-- Página --
┄┄┄┄┄┄┄┄┄┄┄┄┄┄┄┄┄┄┄┄

La Jornada Semanal, 14 de julio de 1996
1. Detesto las ceremonias inaugurales porque aún no hay competencias;
detesto las ceremonias de clausura porque ya dejó de haberlas. De ahí
que a la pregunta: "¿Viste la inauguración?", la respuesta adecuada
sea: "No, a mí me gustan las Olimpiadas".
2. Del latín, sé Citius, altius, fortius, y del griego, Nike.
3. Uno se perdería la Olimpiada con tal de no oír:
a) Que estos ya no son atletas sino productos del laboratorio.
b) Que el comercialismo está a punto de acabar con el espíritu olímpico.
c) Que esas mujeres parecen hombres. Que dónde quedó la femineidad.
d) Que dentro de poco las gimnastas serán niñas de cinco años. (Adjunto: La gimnasia es tan bella que parece ballet. Los rusos son muy buenos en gimnasia porque con esos fríos no cesan de moverse.)
e) Que (con el perdón de George Orwell) "el deporte internacional es la guerra sin disparos".

┄┄┄┄┄┄┄┄┄┄┄┄┄┄┄┄┄┄┄┄

-- Ejercicio 1 --
Cambia "laboratorio" por "gimnasio" en el fragmento del texto sobre las Olimpiadas que abre con las palabras que contienen "2. Del latín, sé" y cierra con "productos del laboratorio.", y escribe ese fragmento completo.
-- Ejercicio 2 --
Continúa, por favor, el texto sobre las Olimpiadas a partir de donde termina.

┄┄┄┄┄┄┄┄┄┄┄┄┄┄┄┄┄┄┄┄

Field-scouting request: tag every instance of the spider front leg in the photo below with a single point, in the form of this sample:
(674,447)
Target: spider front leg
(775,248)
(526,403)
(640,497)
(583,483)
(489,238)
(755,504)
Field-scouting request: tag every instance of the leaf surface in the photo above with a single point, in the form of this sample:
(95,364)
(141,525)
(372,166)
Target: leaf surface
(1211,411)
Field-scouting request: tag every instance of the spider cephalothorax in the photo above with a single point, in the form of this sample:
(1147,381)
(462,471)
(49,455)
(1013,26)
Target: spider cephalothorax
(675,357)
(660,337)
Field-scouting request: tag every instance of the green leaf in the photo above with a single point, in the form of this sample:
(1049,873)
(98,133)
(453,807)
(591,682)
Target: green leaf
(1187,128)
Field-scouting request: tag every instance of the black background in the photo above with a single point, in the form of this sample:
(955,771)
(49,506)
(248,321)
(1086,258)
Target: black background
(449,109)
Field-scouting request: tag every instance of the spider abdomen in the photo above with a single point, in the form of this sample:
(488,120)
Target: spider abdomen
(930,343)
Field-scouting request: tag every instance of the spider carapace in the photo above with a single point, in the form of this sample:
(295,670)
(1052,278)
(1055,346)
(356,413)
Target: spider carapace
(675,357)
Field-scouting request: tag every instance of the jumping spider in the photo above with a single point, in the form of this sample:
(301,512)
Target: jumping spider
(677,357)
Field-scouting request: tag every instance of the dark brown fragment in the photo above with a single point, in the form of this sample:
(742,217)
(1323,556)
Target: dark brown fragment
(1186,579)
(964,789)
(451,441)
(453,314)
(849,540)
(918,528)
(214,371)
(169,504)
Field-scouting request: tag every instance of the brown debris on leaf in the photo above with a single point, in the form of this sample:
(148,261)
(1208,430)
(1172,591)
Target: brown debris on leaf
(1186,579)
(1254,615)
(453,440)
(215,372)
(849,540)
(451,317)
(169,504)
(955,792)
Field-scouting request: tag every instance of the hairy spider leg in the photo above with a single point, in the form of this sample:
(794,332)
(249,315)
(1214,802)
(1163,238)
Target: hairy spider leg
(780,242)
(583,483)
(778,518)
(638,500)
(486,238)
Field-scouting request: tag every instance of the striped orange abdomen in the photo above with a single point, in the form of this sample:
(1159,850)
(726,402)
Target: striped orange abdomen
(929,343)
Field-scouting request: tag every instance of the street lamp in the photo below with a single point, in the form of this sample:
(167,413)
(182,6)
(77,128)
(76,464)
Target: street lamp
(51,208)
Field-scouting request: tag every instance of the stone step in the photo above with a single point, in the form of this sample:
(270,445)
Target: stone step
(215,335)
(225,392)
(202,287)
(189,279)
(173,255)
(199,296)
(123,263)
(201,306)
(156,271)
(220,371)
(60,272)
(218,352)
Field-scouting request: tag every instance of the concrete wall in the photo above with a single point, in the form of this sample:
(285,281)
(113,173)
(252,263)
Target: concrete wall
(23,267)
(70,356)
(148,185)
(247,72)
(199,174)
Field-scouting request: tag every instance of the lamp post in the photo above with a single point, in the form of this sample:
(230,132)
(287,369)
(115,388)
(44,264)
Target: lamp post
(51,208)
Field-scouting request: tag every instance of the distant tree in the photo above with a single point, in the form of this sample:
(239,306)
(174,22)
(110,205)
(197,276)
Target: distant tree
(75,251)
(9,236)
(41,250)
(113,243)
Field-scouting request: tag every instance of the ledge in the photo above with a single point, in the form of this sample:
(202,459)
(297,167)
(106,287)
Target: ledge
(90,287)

┄┄┄┄┄┄┄┄┄┄┄┄┄┄┄┄┄┄┄┄

-- Resultado 1 --
2. Del latín, sé Citius, altius, fortius, y del griego, Nike.
3. Uno se perdería la Olimpiada con tal de no oír:
a) Que estos ya no son atletas sino productos del gimnasio.

-- Resultado 2 --
f) Que los atletas mexicanos de marcha y maratón volvieron a entrenar en Bolivia, para tener luego todo el oxígeno a nivel del mar, porque nadie les dijo que el problema en Atlanta sería de nuevo, como en Barcelona '92, la humedad.
g) Que alguien es bueno en levantamiento de tarro, barra libre y jaibolina.
4. Me pregunto, como un modesto videohamlet, como un prufrock del surfing de canales con el control remoto: ¿Veré el waterpolo? ¿Incurriré en el hockey sobre pasto? ¿Qué hacer con las competencias de vela? Y llegado el momento, ¿me atreveré con el volibol de playa?
5. No quiero dramatismos; se me eriza la piel de pena ajena viendo al marchista tullido que en un gran golpe de autoconmiseración cruza la meta a las doce de la noche; a la mujer maratonista que sobreactúa su fatiga en la llegada igualmente tardía al estadio. No quiero, ante la prensa, lágrimas del gimnasta que salió positivo en el doping porque se tomó una aspirina sin querer, o de la clavadista que se resbaló en el trampolín, perdió la calificación y ahora llora mientras el coach la cubre con una toalla larga y paternal. Apartad de mí la imagen de un palestino y un israelí abrazados mientras dan una vuelta al estadio demostrando que la hermandad es posible. Fuera del estadio las palomas y, peor, las tomas de palomas caminando por el tartán de la pista. Yo quiero acción y temas duros. Fibra, derroche físico, cierres ciclónicos. ¡Y una plebe frenética aplaudiendo!
6. Ya me preocupan los horarios de transmisión televisiva de Sidney 2000.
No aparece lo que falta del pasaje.